### The problem
Starting at the line that contains "pixel 57 39." and running through the end of the records, write those lines out again with "keypoint" renamed to "marker". Leave everything else in them as it is.

### Records for this task

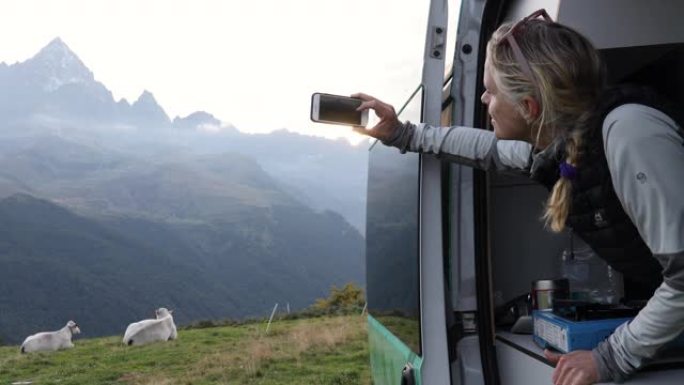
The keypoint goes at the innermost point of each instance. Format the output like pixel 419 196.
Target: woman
pixel 612 158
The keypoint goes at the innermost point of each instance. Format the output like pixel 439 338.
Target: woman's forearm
pixel 470 146
pixel 634 343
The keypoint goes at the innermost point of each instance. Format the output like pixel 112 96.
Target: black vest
pixel 596 214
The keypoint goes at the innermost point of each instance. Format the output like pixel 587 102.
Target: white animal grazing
pixel 151 330
pixel 51 341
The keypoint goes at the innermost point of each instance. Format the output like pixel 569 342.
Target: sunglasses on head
pixel 517 52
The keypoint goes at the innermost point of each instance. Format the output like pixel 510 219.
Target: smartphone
pixel 337 109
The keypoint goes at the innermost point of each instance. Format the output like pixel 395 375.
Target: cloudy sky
pixel 253 64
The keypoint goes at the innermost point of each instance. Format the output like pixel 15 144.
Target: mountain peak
pixel 59 65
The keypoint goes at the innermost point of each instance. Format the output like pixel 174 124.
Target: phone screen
pixel 339 109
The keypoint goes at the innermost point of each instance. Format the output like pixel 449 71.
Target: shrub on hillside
pixel 346 300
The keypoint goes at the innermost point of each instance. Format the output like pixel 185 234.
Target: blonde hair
pixel 568 80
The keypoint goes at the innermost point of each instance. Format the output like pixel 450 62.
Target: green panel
pixel 389 355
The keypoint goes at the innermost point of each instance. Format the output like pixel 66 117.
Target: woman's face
pixel 506 119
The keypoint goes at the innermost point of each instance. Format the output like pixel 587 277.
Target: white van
pixel 440 251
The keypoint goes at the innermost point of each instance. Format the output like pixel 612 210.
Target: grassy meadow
pixel 327 350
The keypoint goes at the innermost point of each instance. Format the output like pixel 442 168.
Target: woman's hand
pixel 575 368
pixel 388 123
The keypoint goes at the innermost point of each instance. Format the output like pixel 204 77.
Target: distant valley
pixel 110 209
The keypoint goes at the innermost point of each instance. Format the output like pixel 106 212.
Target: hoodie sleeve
pixel 469 146
pixel 645 154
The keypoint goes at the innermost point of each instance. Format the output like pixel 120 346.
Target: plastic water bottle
pixel 591 279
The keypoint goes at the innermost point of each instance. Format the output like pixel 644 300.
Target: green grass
pixel 305 351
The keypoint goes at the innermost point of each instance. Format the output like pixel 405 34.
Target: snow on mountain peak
pixel 59 66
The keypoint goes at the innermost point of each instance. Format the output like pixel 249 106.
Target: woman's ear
pixel 531 107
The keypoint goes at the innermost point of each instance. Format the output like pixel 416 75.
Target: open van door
pixel 404 254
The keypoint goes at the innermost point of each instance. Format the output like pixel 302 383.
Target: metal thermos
pixel 544 291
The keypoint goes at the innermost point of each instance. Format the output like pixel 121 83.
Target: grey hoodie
pixel 645 154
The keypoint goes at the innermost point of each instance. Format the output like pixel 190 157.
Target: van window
pixel 392 264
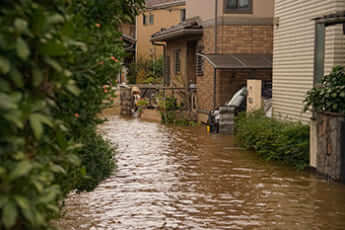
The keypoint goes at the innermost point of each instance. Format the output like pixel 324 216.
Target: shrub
pixel 329 95
pixel 287 142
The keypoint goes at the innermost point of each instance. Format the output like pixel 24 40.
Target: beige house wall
pixel 205 9
pixel 293 55
pixel 128 29
pixel 163 18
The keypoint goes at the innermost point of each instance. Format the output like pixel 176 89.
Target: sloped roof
pixel 239 61
pixel 163 3
pixel 186 28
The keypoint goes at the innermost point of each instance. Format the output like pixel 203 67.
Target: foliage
pixel 55 58
pixel 287 142
pixel 146 71
pixel 329 95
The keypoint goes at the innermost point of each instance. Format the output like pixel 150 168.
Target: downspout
pixel 215 26
pixel 215 52
pixel 164 59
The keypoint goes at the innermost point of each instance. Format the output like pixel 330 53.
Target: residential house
pixel 128 38
pixel 293 56
pixel 158 14
pixel 304 50
pixel 222 44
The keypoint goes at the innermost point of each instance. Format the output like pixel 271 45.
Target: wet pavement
pixel 184 178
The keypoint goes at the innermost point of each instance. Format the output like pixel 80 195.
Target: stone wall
pixel 331 146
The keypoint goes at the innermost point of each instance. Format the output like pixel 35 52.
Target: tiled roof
pixel 189 27
pixel 157 3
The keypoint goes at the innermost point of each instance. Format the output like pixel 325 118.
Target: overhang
pixel 190 27
pixel 239 61
pixel 331 19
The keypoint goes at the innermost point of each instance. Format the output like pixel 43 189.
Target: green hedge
pixel 58 61
pixel 286 142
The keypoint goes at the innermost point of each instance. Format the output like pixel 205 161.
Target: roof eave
pixel 177 34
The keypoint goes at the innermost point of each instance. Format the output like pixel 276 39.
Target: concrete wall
pixel 254 98
pixel 163 18
pixel 294 53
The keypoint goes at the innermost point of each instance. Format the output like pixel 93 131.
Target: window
pixel 199 65
pixel 144 19
pixel 238 6
pixel 178 61
pixel 151 19
pixel 183 15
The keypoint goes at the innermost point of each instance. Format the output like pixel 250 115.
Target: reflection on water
pixel 183 178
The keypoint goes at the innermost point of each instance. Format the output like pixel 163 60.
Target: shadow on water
pixel 184 178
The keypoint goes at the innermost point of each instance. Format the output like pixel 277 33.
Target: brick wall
pixel 249 39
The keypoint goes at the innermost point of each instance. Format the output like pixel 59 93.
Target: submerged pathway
pixel 183 178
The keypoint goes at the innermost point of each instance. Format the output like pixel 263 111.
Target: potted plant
pixel 327 101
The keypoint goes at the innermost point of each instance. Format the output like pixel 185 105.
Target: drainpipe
pixel 215 25
pixel 215 52
pixel 164 58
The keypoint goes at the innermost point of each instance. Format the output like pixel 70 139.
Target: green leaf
pixel 56 18
pixel 73 89
pixel 37 77
pixel 73 159
pixel 23 50
pixel 38 185
pixel 9 215
pixel 17 78
pixel 3 201
pixel 7 102
pixel 57 169
pixel 4 65
pixel 15 116
pixel 20 25
pixel 54 64
pixel 22 202
pixel 52 48
pixel 22 169
pixel 36 125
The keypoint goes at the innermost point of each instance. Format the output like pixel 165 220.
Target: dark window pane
pixel 151 19
pixel 144 19
pixel 232 4
pixel 183 15
pixel 243 3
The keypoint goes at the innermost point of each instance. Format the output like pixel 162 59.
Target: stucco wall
pixel 163 18
pixel 293 57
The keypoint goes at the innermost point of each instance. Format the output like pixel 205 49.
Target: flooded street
pixel 184 178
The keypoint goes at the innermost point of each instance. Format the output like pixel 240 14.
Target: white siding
pixel 293 54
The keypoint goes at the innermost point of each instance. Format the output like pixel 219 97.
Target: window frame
pixel 151 19
pixel 177 63
pixel 183 15
pixel 144 19
pixel 248 10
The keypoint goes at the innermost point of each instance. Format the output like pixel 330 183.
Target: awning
pixel 239 61
pixel 190 27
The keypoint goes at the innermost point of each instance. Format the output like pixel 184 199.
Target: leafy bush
pixel 146 71
pixel 329 95
pixel 287 142
pixel 55 59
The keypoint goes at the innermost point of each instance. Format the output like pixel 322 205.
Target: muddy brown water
pixel 184 178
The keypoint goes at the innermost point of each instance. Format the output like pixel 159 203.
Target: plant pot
pixel 331 145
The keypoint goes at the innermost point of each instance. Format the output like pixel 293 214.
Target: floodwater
pixel 183 178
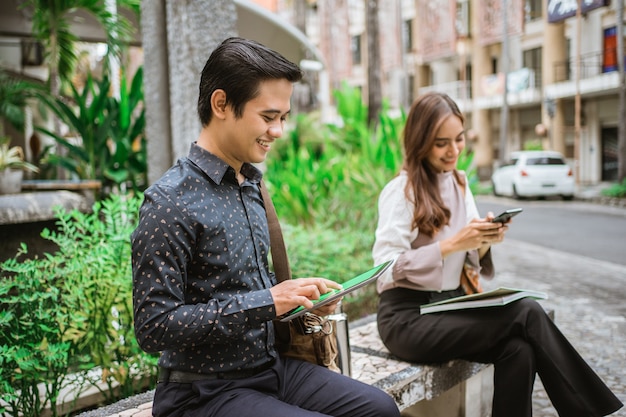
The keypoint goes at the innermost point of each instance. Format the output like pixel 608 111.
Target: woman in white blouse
pixel 429 224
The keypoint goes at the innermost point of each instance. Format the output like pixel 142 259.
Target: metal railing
pixel 591 65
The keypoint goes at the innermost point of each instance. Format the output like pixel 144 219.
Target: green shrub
pixel 71 311
pixel 616 190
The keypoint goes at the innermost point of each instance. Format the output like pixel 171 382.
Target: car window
pixel 510 162
pixel 544 160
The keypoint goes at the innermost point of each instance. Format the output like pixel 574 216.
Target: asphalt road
pixel 574 227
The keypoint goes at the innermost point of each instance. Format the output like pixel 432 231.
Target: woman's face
pixel 449 142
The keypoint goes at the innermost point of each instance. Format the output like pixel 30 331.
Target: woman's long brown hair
pixel 426 116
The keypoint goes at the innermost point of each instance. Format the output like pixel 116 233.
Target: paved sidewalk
pixel 588 298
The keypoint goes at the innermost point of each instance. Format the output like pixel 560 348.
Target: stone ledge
pixel 372 364
pixel 39 206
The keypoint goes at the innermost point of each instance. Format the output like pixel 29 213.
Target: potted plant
pixel 12 167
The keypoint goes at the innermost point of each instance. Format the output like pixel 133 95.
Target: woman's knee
pixel 519 351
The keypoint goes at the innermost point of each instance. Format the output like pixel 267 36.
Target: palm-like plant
pixel 52 27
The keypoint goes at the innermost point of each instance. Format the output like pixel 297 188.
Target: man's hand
pixel 293 293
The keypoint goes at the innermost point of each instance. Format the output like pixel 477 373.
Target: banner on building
pixel 559 10
pixel 491 27
pixel 436 36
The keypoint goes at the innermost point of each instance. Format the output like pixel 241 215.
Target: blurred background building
pixel 550 80
pixel 549 55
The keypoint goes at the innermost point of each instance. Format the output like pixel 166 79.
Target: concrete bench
pixel 435 390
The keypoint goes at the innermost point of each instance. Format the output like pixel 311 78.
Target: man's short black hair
pixel 238 66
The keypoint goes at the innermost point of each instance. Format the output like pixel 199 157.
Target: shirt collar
pixel 216 169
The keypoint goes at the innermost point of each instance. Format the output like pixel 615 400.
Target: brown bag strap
pixel 277 243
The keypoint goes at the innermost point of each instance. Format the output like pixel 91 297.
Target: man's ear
pixel 218 103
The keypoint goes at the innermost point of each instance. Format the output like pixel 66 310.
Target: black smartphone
pixel 506 215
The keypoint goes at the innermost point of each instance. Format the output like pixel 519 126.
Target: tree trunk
pixel 374 87
pixel 300 15
pixel 621 130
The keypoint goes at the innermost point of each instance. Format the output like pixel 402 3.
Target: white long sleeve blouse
pixel 418 263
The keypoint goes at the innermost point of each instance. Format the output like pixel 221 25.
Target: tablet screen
pixel 348 286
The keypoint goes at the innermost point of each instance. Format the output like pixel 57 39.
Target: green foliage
pixel 339 255
pixel 14 96
pixel 320 180
pixel 616 190
pixel 110 144
pixel 71 311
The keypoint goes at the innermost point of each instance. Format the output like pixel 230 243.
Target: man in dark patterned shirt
pixel 202 290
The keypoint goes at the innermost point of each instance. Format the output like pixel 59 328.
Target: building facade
pixel 561 83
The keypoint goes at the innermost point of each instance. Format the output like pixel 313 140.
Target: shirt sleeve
pixel 422 266
pixel 163 246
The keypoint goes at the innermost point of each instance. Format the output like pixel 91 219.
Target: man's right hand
pixel 294 293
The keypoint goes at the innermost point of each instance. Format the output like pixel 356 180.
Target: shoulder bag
pixel 309 337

### Task output
The marker goes at the innermost point of each instance. Format the output like pixel 57 39.
Target: green foliage
pixel 339 255
pixel 14 96
pixel 320 180
pixel 616 190
pixel 110 144
pixel 71 311
The marker goes at the innermost point of each instance. Format the output like pixel 230 243.
Target: man in dark patterned shirt
pixel 202 290
The marker goes at the innermost point of each instance. Format the output like pixel 59 328.
Target: building facade
pixel 561 83
The marker goes at the innermost point of each instance. Format the output like pixel 313 140.
Target: shirt sleeve
pixel 422 266
pixel 163 246
The marker goes at the innermost point of each instance. Format the output like pixel 91 219.
Target: man's right hand
pixel 294 293
The marker goes at the innermost point of each instance. Format the output like pixel 356 180.
Target: shoulder bag
pixel 309 337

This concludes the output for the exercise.